## Exercise task a
Below the passage on rice cream dessert there is a listing. Return every line of that listing that contains the word "post".

## Document

● ● ● ● ●

The rice porridge dinner is used as a basis for rice cream dessert. There are many different variants of this dessert but the basis is the same: cold rice porridge (the dinner variant) is mixed with whipped cream and sweetened. In Sweden, it is sometimes mixed with oranges and is then called apelsinris. Risalamande (Danish, after French riz à l'amande, rice with almonds) is cold risengrød with whipped cream, vanilla, and chopped almond, often served with hot or chilled cherry (or strawberry) sauce. In Norway, the dessert is called riskrem and sometimes served with red sauce (usually made from strawberries or raspberries). Rice cream dessert is called ris à la Malta in Sweden, while what is referred to as risgrynspudding is made with eggs instead of cream.

● ● ● ● ●

## Task input
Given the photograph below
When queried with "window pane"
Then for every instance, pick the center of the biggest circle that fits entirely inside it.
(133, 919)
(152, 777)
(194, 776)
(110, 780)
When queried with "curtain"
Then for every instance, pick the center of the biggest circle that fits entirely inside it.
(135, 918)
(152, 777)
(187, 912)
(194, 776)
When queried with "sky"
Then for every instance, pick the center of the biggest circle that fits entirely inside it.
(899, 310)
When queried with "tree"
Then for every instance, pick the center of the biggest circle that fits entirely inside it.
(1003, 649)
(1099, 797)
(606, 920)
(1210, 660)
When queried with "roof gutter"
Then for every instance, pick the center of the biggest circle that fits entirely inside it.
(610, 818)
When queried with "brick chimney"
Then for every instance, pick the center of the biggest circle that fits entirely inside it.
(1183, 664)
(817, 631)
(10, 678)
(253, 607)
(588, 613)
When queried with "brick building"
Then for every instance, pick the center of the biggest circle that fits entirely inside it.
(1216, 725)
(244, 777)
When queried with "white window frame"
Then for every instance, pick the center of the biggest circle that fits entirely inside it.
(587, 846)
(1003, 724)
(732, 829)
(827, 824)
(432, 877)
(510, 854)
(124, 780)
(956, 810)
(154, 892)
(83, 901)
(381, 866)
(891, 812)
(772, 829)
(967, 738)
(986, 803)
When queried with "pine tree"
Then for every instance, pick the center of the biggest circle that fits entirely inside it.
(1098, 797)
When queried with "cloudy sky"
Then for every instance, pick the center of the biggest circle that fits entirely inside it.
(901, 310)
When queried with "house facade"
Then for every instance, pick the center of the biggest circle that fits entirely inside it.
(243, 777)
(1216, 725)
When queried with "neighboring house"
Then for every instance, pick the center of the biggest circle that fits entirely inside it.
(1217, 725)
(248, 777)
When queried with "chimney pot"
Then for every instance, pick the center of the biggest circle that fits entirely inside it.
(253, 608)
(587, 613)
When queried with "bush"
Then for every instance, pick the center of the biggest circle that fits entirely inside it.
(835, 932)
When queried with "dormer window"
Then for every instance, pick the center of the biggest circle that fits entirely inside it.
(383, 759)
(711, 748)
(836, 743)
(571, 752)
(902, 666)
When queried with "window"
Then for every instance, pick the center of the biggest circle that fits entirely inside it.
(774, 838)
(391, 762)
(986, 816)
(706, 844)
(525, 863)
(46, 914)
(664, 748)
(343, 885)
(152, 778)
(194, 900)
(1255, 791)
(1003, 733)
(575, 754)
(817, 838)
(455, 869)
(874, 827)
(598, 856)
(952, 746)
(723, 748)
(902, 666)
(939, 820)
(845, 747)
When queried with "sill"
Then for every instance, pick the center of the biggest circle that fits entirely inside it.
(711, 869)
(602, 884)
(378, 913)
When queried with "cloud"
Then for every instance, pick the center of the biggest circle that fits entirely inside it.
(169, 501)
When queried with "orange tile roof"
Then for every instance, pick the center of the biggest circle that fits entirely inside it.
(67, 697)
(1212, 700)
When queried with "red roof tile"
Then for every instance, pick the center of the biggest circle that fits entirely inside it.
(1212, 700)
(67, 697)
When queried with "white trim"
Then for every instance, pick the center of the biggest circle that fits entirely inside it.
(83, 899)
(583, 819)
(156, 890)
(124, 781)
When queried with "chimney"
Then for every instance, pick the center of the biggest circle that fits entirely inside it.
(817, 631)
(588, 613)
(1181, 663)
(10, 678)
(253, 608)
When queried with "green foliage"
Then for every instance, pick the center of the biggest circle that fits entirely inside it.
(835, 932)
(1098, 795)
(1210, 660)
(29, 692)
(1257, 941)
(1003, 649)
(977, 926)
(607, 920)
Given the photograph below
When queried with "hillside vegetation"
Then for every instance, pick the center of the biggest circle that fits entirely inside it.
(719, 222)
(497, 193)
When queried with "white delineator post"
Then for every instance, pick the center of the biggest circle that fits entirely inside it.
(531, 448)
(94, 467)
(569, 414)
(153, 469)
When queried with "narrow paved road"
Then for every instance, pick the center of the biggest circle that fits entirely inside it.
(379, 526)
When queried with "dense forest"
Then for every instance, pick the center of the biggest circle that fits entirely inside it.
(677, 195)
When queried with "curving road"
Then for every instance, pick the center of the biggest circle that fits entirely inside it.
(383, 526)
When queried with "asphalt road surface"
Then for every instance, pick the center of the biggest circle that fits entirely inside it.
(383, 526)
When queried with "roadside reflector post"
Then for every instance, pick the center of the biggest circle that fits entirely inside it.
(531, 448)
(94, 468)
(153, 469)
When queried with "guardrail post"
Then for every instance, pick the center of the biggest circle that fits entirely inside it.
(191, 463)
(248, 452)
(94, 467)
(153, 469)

● ● ● ● ●

## Exercise task b
From the passage on rice cream dessert, return the stretch that begins at the words "The rice porridge" and stops after "instead of cream.", copied word for word.

## Task response a
When queried with "white delineator post"
When queried with "roadside reflector post"
When queried with "guardrail post"

## Task response b
The rice porridge dinner is used as a basis for rice cream dessert. There are many different variants of this dessert but the basis is the same: cold rice porridge (the dinner variant) is mixed with whipped cream and sweetened. In Sweden, it is sometimes mixed with oranges and is then called apelsinris. Risalamande (Danish, after French riz à l'amande, rice with almonds) is cold risengrød with whipped cream, vanilla, and chopped almond, often served with hot or chilled cherry (or strawberry) sauce. In Norway, the dessert is called riskrem and sometimes served with red sauce (usually made from strawberries or raspberries). Rice cream dessert is called ris à la Malta in Sweden, while what is referred to as risgrynspudding is made with eggs instead of cream.